## Written instruction
Copy every one of the rows below word for word, leaving out the pictures.

## Stored entries
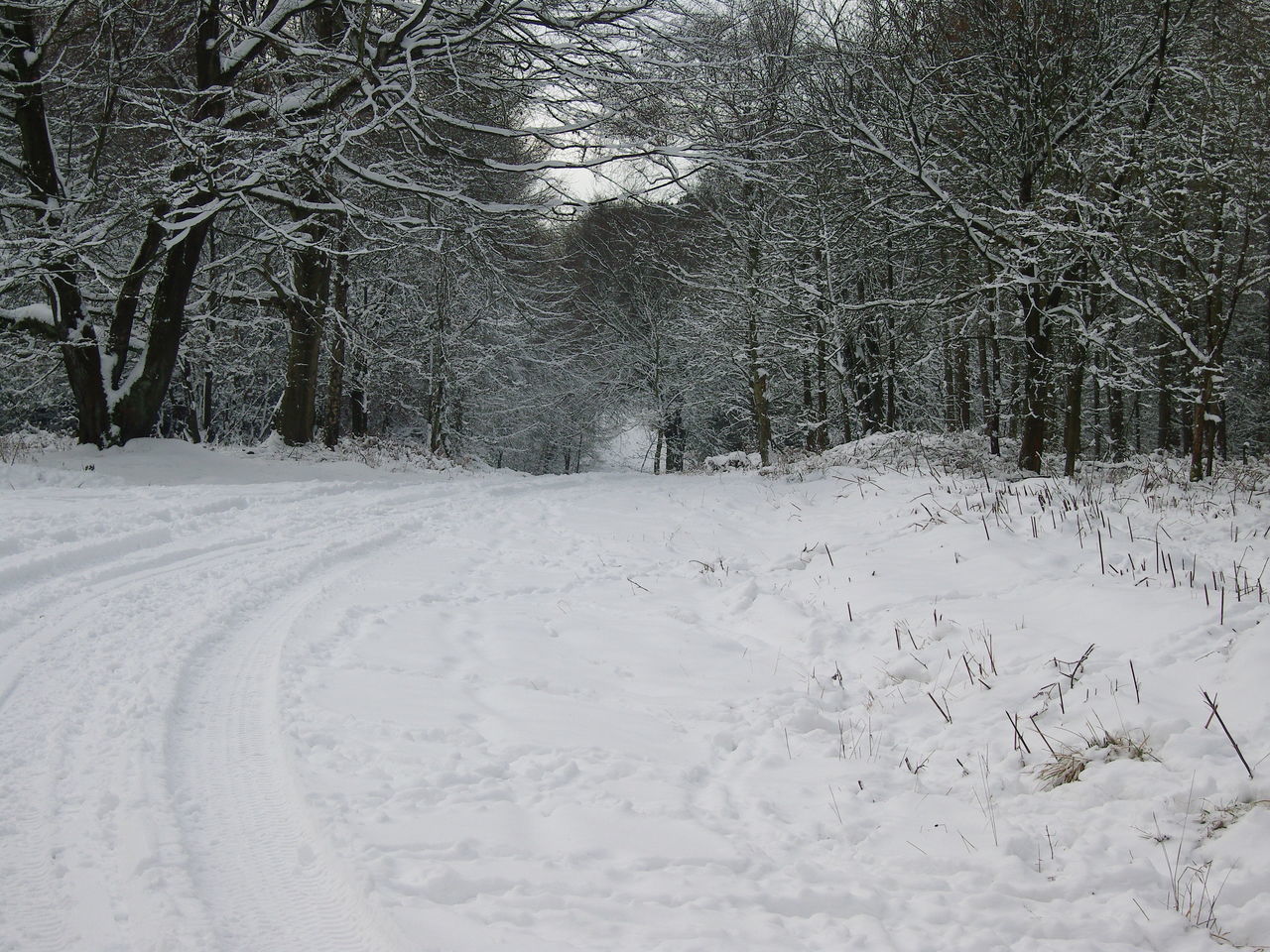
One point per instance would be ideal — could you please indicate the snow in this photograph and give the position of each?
(262, 703)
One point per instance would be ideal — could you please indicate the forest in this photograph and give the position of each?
(509, 229)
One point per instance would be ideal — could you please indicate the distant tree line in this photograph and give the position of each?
(1038, 220)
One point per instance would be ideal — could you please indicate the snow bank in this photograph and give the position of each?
(271, 705)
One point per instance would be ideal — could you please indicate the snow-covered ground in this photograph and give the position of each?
(267, 706)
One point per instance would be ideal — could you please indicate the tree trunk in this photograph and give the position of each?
(961, 376)
(987, 397)
(338, 353)
(676, 440)
(1037, 343)
(1074, 411)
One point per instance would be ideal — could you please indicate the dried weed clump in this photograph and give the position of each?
(1097, 746)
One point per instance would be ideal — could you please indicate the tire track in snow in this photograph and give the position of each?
(86, 816)
(264, 871)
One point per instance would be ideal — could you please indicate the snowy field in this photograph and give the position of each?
(259, 705)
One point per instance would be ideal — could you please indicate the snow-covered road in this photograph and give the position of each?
(261, 706)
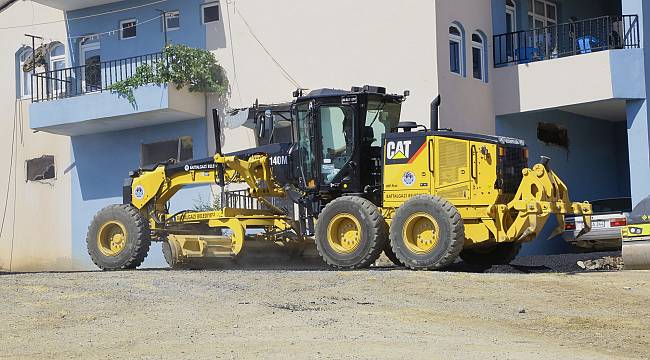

## Answer to this problem
One point per instance would be ideal — could you please indicate the snow in this photograph and give the position of each?
(262, 703)
One point per instance would be ideal — could you please indicate the forest in this photograph and give the position of each?
(509, 229)
One point per instance would be ideal — could you please indicate the distant tree line in this photograph and give the position of each?
(1038, 220)
One point per instance would be ideal — could you please indicate the snow bank in this photograph and give the position of each?
(271, 705)
One point per instance would be ideal — could you please indicate the snow-covered ground in this photograph and give the position of each?
(267, 706)
One point per instance would be ideal — could you please indicate the tree trunk in this photograph and give the position of each?
(961, 376)
(987, 397)
(338, 353)
(676, 440)
(1037, 343)
(1074, 411)
One point per instance would be ideal — could you please indicate the dried weed clump in this photograph and give the position of each?
(1097, 746)
One point per instance would be ideal — could you please indicate the tire track in snow in this photograph and give the position of each?
(86, 816)
(264, 871)
One point per instance would be ideal — could you please indicate the snowy field in this photograph and give the position of each?
(259, 705)
One point per instance would be ideal — could you please indicate the snow-covered road in this photograph and give the position of each?
(261, 706)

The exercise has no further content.